§ Data supplied
----------

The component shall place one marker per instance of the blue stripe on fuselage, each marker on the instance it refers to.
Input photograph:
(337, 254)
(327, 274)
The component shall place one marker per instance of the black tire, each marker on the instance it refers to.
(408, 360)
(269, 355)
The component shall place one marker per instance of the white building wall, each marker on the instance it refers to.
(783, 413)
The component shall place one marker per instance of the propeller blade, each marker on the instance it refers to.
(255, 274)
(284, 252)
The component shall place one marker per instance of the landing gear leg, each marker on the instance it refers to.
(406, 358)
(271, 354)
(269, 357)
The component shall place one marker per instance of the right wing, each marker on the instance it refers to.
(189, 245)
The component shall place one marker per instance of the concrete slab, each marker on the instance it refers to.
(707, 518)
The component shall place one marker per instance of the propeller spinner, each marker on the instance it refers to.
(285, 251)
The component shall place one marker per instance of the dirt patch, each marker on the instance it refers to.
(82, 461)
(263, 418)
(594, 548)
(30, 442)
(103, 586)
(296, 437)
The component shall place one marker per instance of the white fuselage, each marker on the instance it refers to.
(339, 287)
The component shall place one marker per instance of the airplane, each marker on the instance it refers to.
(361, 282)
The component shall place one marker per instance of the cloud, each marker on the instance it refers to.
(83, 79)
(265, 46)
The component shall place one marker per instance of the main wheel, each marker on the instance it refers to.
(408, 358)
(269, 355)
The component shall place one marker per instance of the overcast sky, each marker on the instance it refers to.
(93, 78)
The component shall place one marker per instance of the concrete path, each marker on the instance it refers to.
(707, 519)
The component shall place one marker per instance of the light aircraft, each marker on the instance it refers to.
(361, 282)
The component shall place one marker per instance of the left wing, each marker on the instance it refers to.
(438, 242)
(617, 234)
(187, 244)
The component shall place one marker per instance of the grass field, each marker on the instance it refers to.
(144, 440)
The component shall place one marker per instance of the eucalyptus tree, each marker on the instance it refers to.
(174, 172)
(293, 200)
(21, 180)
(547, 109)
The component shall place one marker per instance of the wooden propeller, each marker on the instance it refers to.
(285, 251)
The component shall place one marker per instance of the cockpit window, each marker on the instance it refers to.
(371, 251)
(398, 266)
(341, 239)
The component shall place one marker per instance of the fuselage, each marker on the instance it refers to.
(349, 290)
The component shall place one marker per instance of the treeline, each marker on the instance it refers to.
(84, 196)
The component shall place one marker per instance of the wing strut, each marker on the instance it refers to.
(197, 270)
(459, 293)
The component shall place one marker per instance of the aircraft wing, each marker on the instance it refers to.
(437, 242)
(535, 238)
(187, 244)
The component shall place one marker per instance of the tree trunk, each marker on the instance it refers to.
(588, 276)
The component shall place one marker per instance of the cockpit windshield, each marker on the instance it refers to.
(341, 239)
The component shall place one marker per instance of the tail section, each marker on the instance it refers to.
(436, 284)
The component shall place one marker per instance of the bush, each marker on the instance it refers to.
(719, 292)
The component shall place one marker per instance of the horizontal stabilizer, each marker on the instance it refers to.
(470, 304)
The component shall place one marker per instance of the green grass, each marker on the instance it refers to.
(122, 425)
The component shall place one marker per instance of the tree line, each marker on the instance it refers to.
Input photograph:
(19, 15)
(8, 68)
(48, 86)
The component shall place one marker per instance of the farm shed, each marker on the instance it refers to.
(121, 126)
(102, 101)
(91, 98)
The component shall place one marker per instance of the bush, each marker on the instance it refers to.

----------

§ What is asked
Reproduce the lines word for word, starting at the one holding "tree trunk, each" and ending at the final line of the material above.

§ Result below
The component shall place one marker per instance of the tree trunk, each marker on the instance it refers to.
(588, 276)
The component shall place one marker per instance of the cockpit windshield, each marker on the instance it refers to.
(341, 239)
The component shall place one marker per instance of the tail section, each marker on the instance it refers to.
(436, 284)
The component shall place one marker per instance of the bush, each marker on the instance it refers to.
(719, 292)
The component shall place one marker per instance of the horizontal stabilizer, each marker on the instance it refers to.
(470, 304)
The component shall place one marker per instance of the green grass, each marker on the instance it refers to.
(122, 425)
The component shall place one marker per instance of the tree line, each marker on the instance it refers to.
Input photograph:
(19, 15)
(8, 68)
(48, 86)
The component shall place one marker per instance of the farm shed, each marker on the instance it refers to.
(121, 126)
(102, 101)
(91, 98)
The component shall place one marker per instance of the bush, each marker on the instance it refers to.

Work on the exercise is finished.